### OPDRACHTEN
**a.** Geef de passage uit de brontekst tussen "1. Het procesverloop" en "1996 eindvonnis gewezen.", beide inbegrepen, woord voor woord weer.
**b.** Wat zijn volgens de brontekst de antwoorden op deze vragen?
(i) Welke datum geldt bij de berekening als begindatum van de opbouw van de pensioenuitkering?
(ii) Op welke datum vernietigde de rechtbank na appel door F het vonnis van de kantonrechter?
(iii) Op welke datum wees de kantonrechter te Terneuzen uiteindelijk eindvonnis?

── BRONTEKST ──

De rechtbank vernietigt het vonnis onder toewijzing van een pensioenuitkering
waarbij voor de berekening 17 mei 1990 als begindatum van de opbouw zal
gelden.

Volledige tekst

1. Het procesverloop

in eerste aanleg:

Nadat de kantonrechter te Terneuzen aanvankelijk bij eindvonnis 5 oktober
1994, van oordeel dat de vorderingen van F niet betrekkelijk tot een
arbeidsovereenkomst waren, diens vorderingen had afgewezen, en deze rechtbank
bij vonnis d.d. 19 juli 1995 na appel door F bedoeld vonnis van de
kantonrechter had vernietigd en de zaak had terugverwezen naar de
kantonrechter te Terneuzen om haar in de stand waarin zij zich op dat moment
bevond verder af te doen, heeft de kantonrechter, nadat partijen bij akte de
processtukken (ook die in dat hoger beroep) hadden overgelegd, op 31 januari
1996 eindvonnis gewezen.

───
── GEGEVEN INFORMATIE ──

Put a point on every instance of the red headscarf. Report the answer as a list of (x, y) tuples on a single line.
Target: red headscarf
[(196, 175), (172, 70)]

───

### VOLLEDIGE ANTWOORDEN
**a.**
1. Het procesverloop

in eerste aanleg:

Nadat de kantonrechter te Terneuzen aanvankelijk bij eindvonnis 5 oktober
1994, van oordeel dat de vorderingen van F niet betrekkelijk tot een
arbeidsovereenkomst waren, diens vorderingen had afgewezen, en deze rechtbank
bij vonnis d.d. 19 juli 1995 na appel door F bedoeld vonnis van de
kantonrechter had vernietigd en de zaak had terugverwezen naar de
kantonrechter te Terneuzen om haar in de stand waarin zij zich op dat moment
bevond verder af te doen, heeft de kantonrechter, nadat partijen bij akte de
processtukken (ook die in dat hoger beroep) hadden overgelegd, op 31 januari
1996 eindvonnis gewezen.

**b.**
(i) 17 mei 1990
(ii) 19 juli 1995
(iii) 31 januari 1996